Set problem
Print every one of the items below line for line, changing nothing.
+--
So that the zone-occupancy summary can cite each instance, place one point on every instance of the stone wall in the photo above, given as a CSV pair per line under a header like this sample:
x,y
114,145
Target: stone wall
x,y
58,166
+--
The reply
So that the zone-occupancy summary can cite each instance, place one point on every instance of the stone wall in the photo above, given as a CSV pair per line under a header like this sample:
x,y
114,145
Target: stone wall
x,y
58,166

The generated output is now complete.